[start ENTRIES SUPPLIED]

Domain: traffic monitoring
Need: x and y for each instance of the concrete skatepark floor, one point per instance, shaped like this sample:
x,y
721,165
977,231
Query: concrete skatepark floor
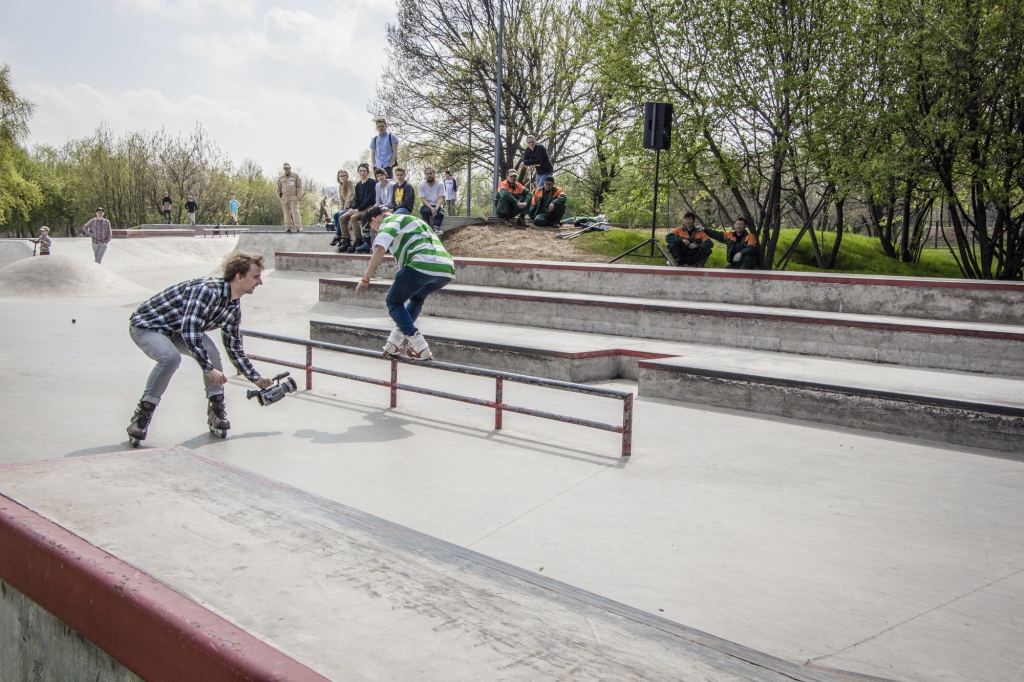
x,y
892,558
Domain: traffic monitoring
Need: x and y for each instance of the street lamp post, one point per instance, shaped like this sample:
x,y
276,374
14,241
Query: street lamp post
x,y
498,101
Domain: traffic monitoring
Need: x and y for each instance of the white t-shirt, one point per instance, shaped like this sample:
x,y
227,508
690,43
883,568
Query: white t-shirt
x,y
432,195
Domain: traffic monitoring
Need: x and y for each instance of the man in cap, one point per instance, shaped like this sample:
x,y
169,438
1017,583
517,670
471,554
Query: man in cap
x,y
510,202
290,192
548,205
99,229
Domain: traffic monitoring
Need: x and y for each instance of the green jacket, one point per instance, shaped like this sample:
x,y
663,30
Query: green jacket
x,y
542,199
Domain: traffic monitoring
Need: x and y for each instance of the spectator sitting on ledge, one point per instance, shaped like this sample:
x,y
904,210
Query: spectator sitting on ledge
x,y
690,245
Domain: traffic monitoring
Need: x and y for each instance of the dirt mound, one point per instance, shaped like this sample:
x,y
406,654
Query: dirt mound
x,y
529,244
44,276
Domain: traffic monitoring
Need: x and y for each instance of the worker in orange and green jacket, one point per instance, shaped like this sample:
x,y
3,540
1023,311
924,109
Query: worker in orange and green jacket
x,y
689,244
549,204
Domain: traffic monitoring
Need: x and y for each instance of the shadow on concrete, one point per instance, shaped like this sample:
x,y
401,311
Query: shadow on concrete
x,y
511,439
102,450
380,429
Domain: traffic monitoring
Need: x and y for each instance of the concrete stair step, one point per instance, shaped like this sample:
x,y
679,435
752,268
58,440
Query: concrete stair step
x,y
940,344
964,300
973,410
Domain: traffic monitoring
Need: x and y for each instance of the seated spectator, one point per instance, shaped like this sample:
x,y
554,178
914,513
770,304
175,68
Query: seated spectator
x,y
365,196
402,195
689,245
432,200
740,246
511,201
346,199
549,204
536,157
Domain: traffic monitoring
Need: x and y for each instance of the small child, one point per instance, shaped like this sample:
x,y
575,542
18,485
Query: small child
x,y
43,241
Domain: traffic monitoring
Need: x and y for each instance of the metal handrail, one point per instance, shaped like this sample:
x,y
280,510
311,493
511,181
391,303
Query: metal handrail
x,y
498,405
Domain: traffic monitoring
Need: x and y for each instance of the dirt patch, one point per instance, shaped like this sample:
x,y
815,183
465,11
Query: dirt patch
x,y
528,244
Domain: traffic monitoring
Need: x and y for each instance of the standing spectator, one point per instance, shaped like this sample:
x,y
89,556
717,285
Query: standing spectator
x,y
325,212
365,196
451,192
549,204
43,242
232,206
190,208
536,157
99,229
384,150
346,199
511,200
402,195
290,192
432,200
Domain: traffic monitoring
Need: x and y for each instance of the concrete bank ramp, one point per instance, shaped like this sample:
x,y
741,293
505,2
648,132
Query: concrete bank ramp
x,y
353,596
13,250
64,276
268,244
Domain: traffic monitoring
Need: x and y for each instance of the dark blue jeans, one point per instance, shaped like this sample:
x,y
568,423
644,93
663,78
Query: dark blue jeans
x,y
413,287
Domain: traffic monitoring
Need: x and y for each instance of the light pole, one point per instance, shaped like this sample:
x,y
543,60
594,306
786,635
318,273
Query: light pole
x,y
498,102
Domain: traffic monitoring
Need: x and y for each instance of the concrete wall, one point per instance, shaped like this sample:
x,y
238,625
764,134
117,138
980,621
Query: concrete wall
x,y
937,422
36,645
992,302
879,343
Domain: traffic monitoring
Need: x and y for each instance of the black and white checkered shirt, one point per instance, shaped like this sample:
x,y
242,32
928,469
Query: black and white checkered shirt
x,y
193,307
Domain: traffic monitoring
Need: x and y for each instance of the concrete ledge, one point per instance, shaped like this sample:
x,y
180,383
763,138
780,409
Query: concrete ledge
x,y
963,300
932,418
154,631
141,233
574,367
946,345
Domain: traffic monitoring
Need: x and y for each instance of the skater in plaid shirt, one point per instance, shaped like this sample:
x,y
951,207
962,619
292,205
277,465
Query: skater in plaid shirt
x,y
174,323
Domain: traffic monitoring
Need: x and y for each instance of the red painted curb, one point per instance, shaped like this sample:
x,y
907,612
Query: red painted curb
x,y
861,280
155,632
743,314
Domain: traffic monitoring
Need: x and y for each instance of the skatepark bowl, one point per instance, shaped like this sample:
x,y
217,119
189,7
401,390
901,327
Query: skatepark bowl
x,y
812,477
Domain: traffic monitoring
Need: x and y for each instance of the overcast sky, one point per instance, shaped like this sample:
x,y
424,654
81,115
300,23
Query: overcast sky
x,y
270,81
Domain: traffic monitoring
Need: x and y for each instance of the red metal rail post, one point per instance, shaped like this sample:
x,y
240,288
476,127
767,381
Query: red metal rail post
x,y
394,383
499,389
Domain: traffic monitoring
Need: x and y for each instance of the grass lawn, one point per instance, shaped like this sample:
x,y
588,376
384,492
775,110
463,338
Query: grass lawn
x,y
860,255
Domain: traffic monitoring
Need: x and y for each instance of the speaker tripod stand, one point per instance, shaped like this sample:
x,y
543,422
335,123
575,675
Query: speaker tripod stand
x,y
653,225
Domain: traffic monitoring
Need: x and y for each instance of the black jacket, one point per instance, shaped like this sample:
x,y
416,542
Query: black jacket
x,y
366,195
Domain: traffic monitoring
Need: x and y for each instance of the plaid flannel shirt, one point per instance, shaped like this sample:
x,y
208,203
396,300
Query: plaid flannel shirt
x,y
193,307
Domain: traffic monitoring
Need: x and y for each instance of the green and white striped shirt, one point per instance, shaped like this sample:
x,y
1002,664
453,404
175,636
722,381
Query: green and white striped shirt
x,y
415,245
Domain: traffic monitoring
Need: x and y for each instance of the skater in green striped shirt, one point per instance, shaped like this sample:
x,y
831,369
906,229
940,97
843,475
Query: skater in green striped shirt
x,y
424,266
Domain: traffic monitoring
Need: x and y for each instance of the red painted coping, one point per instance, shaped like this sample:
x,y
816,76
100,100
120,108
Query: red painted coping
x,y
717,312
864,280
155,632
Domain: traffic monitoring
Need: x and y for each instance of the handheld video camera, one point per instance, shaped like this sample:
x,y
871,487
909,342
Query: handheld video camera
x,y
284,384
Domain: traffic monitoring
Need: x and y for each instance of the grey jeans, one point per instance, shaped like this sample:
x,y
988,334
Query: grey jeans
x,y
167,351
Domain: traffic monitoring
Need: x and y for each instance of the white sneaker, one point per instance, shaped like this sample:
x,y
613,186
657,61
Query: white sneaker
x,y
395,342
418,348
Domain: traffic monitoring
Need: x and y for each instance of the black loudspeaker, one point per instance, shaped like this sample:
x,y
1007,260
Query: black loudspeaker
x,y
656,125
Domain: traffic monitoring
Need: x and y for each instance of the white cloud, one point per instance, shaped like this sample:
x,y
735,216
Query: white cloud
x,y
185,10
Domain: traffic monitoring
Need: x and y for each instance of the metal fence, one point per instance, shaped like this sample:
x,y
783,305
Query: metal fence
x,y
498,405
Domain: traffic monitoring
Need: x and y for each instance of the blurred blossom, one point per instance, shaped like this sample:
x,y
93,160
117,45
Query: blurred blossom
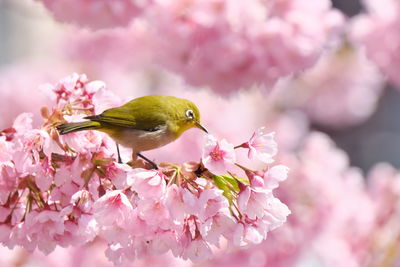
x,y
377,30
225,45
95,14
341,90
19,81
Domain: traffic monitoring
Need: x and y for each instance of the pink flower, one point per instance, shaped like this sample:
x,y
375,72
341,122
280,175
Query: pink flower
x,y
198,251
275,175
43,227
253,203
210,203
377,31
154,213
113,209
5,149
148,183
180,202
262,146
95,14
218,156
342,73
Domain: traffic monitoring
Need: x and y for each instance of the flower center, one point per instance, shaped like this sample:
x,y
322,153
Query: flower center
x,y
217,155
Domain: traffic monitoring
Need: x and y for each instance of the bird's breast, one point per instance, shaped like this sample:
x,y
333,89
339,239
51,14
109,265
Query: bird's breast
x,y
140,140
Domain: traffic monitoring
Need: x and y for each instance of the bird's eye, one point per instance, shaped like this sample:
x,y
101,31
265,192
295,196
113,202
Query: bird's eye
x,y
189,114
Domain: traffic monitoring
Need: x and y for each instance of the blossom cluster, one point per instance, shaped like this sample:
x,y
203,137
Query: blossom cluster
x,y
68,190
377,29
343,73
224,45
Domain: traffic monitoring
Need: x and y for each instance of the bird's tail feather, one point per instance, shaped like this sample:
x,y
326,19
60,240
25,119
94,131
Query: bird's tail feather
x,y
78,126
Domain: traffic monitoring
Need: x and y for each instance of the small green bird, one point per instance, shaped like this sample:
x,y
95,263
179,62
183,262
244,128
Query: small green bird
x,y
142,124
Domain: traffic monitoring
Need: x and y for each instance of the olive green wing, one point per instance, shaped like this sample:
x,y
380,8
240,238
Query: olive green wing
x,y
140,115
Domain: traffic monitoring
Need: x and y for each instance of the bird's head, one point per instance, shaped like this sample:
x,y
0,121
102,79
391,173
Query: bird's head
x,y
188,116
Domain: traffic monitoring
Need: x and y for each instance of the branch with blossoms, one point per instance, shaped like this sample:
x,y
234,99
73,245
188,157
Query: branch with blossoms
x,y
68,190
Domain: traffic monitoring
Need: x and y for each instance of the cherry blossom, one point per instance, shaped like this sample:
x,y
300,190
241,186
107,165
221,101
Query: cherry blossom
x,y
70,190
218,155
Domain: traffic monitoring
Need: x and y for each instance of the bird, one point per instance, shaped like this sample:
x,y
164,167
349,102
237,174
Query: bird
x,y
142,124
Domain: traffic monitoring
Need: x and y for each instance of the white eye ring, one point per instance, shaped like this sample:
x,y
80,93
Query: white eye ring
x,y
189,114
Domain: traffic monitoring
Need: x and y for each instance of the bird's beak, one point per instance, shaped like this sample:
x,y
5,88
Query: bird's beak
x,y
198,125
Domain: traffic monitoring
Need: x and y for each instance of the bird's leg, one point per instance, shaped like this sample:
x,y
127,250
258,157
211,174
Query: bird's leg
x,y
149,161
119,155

[end ENTRIES SUPPLIED]

- AIM OF THE EXERCISE: Identify every line above that contains the word "sneaker" and copy each one. Treat the match as case-sensitive.

- THE RESULT:
Need: x and y for each instance of the white sneaker, one point per instance, shaped like this sample:
Query: white sneaker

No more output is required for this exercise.